Collected data entries
************

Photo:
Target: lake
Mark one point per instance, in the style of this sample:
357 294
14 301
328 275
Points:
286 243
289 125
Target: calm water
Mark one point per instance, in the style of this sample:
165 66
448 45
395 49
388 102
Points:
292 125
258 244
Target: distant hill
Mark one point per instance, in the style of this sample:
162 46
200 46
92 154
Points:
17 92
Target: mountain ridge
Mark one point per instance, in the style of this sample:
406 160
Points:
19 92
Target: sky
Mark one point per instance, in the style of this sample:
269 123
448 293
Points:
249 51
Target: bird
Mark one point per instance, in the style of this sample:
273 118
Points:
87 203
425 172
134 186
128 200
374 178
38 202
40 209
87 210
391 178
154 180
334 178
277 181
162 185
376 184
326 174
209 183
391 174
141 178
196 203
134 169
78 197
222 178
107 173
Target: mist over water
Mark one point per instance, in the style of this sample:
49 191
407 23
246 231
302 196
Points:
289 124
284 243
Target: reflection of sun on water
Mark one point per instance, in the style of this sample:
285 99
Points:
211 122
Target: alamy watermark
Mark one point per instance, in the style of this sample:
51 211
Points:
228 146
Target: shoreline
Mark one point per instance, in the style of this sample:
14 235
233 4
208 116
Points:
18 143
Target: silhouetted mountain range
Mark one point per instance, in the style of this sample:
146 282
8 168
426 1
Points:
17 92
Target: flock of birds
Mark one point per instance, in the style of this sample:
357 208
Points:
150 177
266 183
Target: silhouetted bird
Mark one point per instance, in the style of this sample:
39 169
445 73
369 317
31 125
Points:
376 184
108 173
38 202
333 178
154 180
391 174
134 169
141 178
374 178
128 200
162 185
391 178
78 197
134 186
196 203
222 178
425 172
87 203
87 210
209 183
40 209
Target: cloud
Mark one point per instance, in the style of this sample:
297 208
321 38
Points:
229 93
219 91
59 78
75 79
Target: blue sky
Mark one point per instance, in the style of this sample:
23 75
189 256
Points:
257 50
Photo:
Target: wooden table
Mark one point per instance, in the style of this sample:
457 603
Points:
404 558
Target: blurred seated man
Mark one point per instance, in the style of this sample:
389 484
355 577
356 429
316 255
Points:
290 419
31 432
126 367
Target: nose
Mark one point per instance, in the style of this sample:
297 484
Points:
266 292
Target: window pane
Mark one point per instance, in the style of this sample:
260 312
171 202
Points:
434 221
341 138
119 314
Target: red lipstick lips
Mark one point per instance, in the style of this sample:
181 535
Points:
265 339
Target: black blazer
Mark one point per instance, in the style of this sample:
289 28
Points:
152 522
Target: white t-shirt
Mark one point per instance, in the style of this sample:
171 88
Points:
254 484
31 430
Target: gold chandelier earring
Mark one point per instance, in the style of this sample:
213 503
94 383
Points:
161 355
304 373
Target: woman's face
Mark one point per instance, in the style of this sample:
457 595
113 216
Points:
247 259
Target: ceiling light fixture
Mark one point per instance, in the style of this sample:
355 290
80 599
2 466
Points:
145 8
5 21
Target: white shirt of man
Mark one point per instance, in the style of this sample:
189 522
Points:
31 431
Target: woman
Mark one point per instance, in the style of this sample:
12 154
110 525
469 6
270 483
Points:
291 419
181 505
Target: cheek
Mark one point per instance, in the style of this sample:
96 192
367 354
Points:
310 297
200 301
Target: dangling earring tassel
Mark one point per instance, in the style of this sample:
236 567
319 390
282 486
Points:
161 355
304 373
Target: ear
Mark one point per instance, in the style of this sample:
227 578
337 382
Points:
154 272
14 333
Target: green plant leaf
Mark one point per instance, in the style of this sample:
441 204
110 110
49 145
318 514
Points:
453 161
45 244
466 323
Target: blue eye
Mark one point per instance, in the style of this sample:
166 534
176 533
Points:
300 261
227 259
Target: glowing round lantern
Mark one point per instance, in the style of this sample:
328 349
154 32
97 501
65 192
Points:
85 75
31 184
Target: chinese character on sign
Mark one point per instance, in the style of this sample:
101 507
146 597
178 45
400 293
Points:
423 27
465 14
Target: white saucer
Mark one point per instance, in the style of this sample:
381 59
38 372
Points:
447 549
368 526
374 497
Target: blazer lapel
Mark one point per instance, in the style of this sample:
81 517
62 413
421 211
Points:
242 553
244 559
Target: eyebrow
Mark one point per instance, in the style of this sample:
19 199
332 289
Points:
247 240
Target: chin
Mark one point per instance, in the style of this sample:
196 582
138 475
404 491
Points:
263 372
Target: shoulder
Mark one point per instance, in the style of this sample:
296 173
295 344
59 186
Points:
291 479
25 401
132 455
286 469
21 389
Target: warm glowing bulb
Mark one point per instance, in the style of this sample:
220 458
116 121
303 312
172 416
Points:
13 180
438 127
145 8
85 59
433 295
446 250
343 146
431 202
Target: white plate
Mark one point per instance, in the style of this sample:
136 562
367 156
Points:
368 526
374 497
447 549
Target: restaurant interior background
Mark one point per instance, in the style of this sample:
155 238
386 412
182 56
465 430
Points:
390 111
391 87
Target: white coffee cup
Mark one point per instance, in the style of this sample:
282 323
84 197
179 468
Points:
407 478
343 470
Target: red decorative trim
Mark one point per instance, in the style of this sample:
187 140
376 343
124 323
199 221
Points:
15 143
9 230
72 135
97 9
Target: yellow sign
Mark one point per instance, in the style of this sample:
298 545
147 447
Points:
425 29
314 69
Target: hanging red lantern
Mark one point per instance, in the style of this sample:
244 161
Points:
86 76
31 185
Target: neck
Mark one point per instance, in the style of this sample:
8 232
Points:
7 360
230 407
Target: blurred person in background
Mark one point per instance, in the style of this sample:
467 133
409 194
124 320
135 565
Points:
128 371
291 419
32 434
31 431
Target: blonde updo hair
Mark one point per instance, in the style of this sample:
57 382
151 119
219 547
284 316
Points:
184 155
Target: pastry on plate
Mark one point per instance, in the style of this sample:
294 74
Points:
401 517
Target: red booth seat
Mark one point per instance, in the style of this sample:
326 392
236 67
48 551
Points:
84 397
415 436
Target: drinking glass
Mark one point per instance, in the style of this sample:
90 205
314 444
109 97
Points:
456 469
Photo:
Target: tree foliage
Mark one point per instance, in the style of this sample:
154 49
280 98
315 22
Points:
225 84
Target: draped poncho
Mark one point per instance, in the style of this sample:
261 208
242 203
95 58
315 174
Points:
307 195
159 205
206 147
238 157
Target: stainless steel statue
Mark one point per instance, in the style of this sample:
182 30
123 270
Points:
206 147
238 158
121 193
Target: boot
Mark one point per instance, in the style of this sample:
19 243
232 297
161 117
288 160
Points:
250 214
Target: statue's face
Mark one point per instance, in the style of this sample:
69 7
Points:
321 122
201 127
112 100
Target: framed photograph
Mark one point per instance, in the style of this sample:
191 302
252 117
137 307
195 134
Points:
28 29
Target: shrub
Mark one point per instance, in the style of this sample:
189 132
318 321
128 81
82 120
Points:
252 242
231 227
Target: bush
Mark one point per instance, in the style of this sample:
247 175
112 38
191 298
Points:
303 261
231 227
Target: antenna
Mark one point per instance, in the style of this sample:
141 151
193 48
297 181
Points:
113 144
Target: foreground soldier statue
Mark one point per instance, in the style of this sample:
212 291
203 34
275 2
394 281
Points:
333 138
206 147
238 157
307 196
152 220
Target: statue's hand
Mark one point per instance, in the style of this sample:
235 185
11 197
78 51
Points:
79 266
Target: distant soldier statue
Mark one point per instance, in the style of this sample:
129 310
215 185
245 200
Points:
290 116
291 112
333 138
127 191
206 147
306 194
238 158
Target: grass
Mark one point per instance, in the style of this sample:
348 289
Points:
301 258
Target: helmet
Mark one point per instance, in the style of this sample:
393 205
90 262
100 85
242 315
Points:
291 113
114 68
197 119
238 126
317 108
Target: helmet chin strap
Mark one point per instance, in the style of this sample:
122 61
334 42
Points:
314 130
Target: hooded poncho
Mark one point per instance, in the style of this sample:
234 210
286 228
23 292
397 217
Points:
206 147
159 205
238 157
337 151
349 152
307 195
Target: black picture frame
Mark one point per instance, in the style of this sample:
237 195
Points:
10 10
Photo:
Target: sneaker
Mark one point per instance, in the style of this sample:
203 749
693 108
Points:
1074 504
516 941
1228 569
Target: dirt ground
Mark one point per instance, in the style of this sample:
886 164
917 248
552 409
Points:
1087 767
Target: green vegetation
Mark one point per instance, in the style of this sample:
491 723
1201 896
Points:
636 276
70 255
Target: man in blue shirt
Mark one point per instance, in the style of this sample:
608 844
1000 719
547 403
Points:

************

• [Instructions to follow] In the entries above, how many lines contain the string "blazer"? Say only the number.

• [The answer] 2